> Recorded data
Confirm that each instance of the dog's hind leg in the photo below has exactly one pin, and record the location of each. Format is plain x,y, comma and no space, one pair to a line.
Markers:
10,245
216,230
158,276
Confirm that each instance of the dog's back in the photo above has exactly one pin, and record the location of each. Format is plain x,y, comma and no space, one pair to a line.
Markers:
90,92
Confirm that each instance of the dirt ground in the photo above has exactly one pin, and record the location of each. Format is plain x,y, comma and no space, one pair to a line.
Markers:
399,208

> Work task
The whole of the data must be given again, exactly as shown.

> Output below
Confirm that each instance of the dog's hind leg in the photo below has exactly one pin, and record the location of each. Format is plain x,y, comma and no space, one pair to a line.
Markers:
10,245
216,230
158,276
Confirm that each instance of the dog's back in the photo above has exactly one pin, and record the location of each. Format is plain x,y, comma and no space, one pair to a line.
Markers:
90,92
Confirm that each instance of the dirt ground in the photo above has exactly one pin, and record the location of each. Format is plain x,y, comma and no space, one pair to a line.
Markers:
399,208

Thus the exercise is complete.